= BRANO =
_ _ _ _ _

Ma come facciamo a spezzare questo loop alimentato a inerzia e senso di colpa?
Forse, per questo 2022, è il caso di partire da cosa vogliamo davvero per noi stessi, senza appellarci ai consigli di vita vuoti e generalisti da guru del self-help. Non saranno le sveglie all’alba, né l’abbonamento in palestra o routine stacanoviste a renderci più felici, non se prima non scendiamo a patti con noi stessi e troviamo il coraggio per guardare in faccia le verità più dure che di solito opprimiamo a tutti i costi. Ecco quindi 3 riflessioni che vale la pena fare, sia all’inizio di quest’anno che in qualunque altro momento, che possono aiutarci a rendere i nostri propositi più onesti, raggiungibili e realmente legati ai nostri desideri.

_ _ _ _ _

= SEZIONE DATI =
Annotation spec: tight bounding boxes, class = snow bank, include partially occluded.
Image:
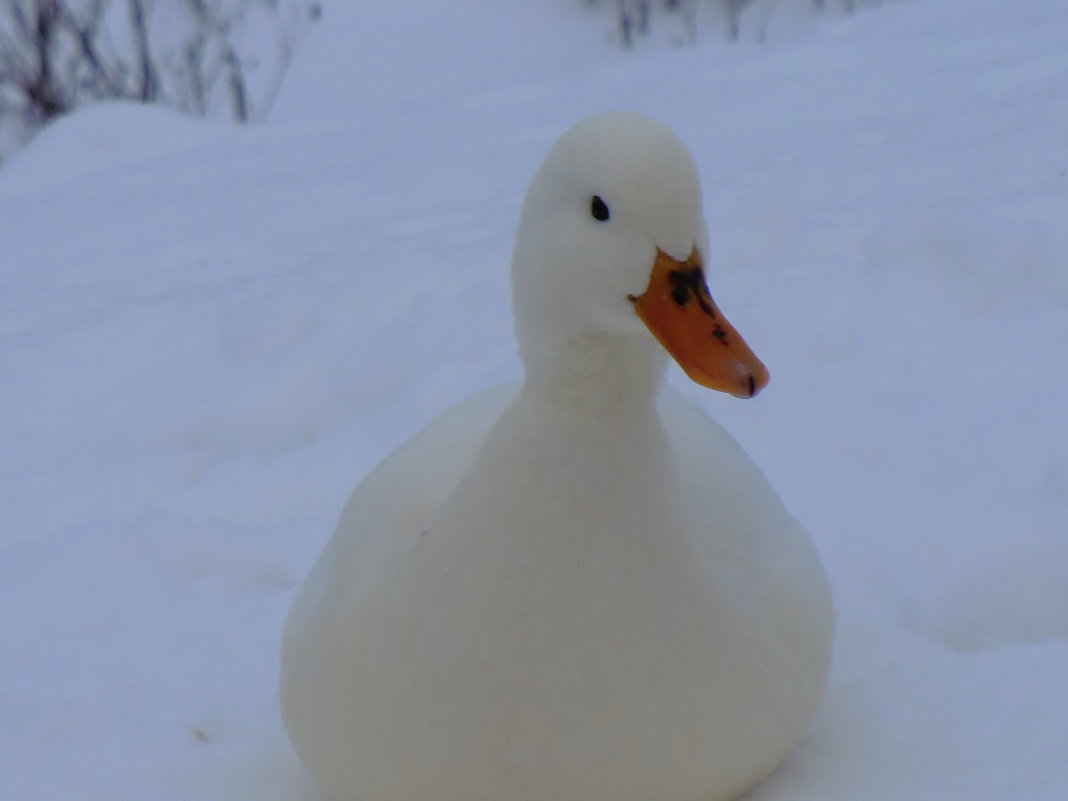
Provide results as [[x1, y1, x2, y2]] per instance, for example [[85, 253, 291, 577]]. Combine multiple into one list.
[[0, 0, 1068, 801]]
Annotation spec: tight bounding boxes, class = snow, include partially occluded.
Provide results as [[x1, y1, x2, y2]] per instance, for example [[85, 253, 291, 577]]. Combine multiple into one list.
[[0, 0, 1068, 801]]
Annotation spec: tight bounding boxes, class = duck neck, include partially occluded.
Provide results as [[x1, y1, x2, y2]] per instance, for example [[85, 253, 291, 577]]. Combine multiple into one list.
[[521, 331, 666, 413]]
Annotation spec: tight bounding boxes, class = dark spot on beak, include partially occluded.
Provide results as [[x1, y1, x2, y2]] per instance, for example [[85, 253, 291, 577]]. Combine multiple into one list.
[[668, 267, 716, 319]]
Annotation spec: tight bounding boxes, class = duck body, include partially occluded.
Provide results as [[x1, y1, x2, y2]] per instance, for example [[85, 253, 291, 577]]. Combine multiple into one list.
[[281, 111, 833, 801]]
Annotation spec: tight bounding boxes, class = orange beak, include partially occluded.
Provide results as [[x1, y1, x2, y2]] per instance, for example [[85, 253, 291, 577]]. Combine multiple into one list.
[[630, 248, 769, 397]]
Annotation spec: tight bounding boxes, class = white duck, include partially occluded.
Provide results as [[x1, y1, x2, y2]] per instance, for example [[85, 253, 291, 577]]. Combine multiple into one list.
[[281, 112, 833, 801]]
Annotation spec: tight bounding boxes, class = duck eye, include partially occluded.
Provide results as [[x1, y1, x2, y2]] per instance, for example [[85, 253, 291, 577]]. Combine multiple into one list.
[[590, 194, 609, 222]]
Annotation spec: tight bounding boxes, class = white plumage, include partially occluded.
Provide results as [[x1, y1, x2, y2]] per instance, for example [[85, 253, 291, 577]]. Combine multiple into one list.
[[281, 112, 833, 801]]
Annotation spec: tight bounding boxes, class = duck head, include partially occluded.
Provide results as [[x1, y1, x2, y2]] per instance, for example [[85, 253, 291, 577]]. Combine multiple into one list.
[[512, 111, 768, 397]]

_ _ _ _ _

= COMPITO SCRITTO 1 =
Trascriva il brano sui propositi per il 2022 cominciando da "Forse, per questo" e proseguendo fino a "ai nostri desideri.", sostituendo "palestra" con "piscina".
= COMPITO SCRITTO 2 =
Indichi se le seguenti affermazioni concordano con il brano sui propositi per il 2022, rispondendo sì o no e citando le parole decisive del brano: (a) le sveglie all’alba bastano a renderci più felici; (b) il brano propone tre riflessioni; (c) tali riflessioni vanno fatte soltanto all’inizio dell’anno.
= COMPITO SCRITTO 3 =
Prosegua il brano sui propositi per il 2022, riprendendo subito dopo la sua ultima frase.

= SOLUZIONE ESERCIZIO 1 =
Forse, per questo 2022, è il caso di partire da cosa vogliamo davvero per noi stessi, senza appellarci ai consigli di vita vuoti e generalisti da guru del self-help. Non saranno le sveglie all’alba, né l’abbonamento in piscina o routine stacanoviste a renderci più felici, non se prima non scendiamo a patti con noi stessi e troviamo il coraggio per guardare in faccia le verità più dure che di solito opprimiamo a tutti i costi. Ecco quindi 3 riflessioni che vale la pena fare, sia all’inizio di quest’anno che in qualunque altro momento, che possono aiutarci a rendere i nostri propositi più onesti, raggiungibili e realmente legati ai nostri desideri.

= SOLUZIONE ESERCIZIO 2 =
(a) No: «Non saranno le sveglie all’alba, né l’abbonamento in palestra o routine stacanoviste a renderci più felici».
(b) Sì: «Ecco quindi 3 riflessioni che vale la pena fare».
(c) No: «sia all’inizio di quest’anno che in qualunque altro momento».

= SOLUZIONE ESERCIZIO 3 =
1) Alla fine della storia, rimani solo tu

L’uomo è e rimarrà per sempre un animale sociale. Negli ultimi due anni abbiamo capito ancora meglio, fra un lockdown e l’altro, quanto anche i più misantropi abbiano un intimo bisogno del contatto umano. Se ci fermiamo un attimo a pensarci, ci rendiamo conto che buona parte delle nostre azioni è strettamente intrecciata con i nostri rapporti sociali e quindi con gli altri. Ciò è ovviamente giusto e naturale, è proprio la connessione con il prossimo ad essere la base di una società civile.


Ma cosa succede quando ci dimentichiamo di porre il confine fra Io e Loro, quando siamo talmente focalizzati sulle risposte altrui da lasciare in secondo piano noi stessi? Che sia per ottenere l’approvazione dei pari, per riprova sociale o per aiutare chi amiamo, finiamo per perdere di vista la nostra identità, tanto da non riuscire a riconoscere i nostri veri propositi. La lezione, banale ma raramente applicata, è che alla fine della storia l’unica persona che ci rimarrà è noi stessi, quindi tanto vale prendercene cura e ascoltarla, anche a costo di seminare qualche delusione qua e là.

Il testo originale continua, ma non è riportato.